**Task requirements:**
Copy out every line in the records below that contains the string "truck". Treat uppercase and lowercase as different.

**Data shown:**
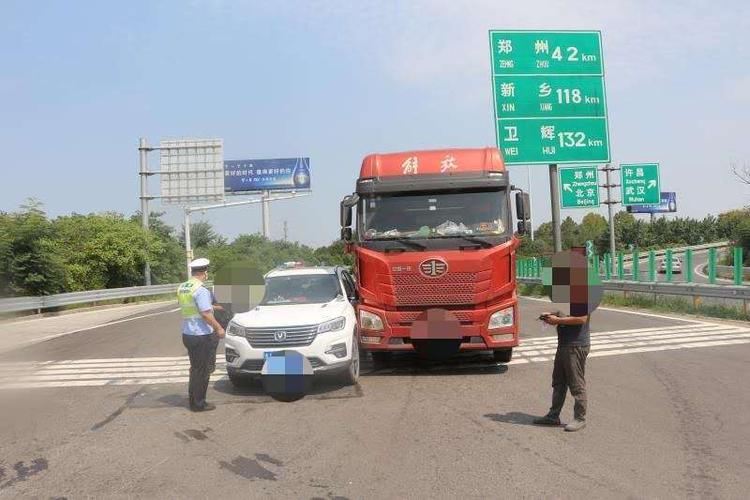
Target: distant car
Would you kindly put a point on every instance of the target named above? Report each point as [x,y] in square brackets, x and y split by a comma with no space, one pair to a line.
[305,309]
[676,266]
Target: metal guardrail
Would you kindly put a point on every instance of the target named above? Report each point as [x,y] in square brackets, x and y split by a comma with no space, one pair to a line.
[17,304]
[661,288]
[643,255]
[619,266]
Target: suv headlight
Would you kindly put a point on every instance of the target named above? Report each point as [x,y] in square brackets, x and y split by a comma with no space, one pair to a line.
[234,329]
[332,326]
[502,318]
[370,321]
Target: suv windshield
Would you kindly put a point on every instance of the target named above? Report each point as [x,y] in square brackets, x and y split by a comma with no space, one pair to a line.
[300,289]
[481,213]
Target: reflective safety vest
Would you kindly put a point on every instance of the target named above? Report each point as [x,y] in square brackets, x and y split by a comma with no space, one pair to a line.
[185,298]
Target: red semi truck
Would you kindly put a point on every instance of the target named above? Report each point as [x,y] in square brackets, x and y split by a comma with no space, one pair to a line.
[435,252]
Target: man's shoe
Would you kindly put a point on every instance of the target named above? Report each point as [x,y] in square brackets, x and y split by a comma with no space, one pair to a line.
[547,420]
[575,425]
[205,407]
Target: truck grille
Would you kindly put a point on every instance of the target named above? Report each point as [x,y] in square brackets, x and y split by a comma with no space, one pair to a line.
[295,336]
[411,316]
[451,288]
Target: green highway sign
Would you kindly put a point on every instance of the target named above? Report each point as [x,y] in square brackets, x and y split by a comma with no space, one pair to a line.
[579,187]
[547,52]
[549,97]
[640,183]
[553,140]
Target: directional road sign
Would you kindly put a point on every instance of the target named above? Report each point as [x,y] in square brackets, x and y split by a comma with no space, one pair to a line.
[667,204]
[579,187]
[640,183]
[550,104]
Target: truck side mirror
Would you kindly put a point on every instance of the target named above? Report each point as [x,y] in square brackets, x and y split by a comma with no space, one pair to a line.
--
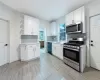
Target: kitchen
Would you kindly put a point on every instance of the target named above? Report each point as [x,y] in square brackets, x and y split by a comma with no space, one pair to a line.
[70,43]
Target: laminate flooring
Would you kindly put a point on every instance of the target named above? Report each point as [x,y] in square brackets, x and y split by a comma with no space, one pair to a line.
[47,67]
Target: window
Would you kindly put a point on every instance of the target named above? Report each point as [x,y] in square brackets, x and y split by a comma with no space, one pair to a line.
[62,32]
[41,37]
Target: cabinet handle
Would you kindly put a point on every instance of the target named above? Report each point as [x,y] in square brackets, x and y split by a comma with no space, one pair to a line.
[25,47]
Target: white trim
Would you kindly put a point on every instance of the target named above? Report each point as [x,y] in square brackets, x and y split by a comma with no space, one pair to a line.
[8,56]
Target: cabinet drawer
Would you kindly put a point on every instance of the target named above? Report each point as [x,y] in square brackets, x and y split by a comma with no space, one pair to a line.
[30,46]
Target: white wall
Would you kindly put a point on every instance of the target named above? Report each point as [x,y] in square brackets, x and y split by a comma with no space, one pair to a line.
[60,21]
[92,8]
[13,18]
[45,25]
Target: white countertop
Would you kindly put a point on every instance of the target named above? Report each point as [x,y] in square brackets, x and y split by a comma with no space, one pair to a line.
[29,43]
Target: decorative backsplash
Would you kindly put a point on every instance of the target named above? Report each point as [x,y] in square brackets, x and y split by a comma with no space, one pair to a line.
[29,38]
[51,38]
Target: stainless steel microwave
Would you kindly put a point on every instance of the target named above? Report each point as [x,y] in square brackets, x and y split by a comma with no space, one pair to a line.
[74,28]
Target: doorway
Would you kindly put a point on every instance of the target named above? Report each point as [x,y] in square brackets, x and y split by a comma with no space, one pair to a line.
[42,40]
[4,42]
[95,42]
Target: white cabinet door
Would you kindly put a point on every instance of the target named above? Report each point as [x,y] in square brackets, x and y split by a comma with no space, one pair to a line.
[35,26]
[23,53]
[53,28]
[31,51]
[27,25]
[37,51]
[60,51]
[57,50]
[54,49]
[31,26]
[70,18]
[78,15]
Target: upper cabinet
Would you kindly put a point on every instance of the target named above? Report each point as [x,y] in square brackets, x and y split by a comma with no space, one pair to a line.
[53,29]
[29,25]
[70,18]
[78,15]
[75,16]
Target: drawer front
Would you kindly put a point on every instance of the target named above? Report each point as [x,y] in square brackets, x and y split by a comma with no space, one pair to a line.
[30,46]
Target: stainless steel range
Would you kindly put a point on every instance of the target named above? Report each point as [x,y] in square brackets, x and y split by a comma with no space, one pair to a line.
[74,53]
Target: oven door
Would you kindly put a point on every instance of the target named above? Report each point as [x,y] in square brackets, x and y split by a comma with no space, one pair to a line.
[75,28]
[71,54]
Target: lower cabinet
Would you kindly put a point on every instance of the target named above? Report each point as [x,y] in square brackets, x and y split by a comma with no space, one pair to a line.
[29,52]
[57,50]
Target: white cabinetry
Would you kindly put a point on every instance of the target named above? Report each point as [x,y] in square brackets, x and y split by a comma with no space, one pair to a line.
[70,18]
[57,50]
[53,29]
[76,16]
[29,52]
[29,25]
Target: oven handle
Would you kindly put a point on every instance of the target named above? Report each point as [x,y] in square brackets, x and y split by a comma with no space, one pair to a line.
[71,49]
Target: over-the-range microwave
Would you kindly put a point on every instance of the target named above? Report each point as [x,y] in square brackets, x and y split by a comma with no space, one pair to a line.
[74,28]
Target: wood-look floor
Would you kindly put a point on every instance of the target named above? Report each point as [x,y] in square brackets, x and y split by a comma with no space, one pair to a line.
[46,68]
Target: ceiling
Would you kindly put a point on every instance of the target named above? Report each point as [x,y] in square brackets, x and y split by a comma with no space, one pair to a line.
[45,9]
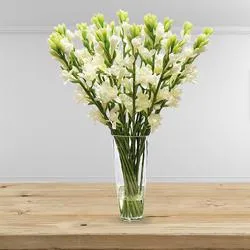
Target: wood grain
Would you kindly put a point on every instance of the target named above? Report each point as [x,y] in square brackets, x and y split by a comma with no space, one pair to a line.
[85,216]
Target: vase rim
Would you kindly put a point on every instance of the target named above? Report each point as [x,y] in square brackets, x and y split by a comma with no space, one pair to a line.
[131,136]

**Reply:**
Target: red semi truck
Target: truck grille
Target: truck side mirror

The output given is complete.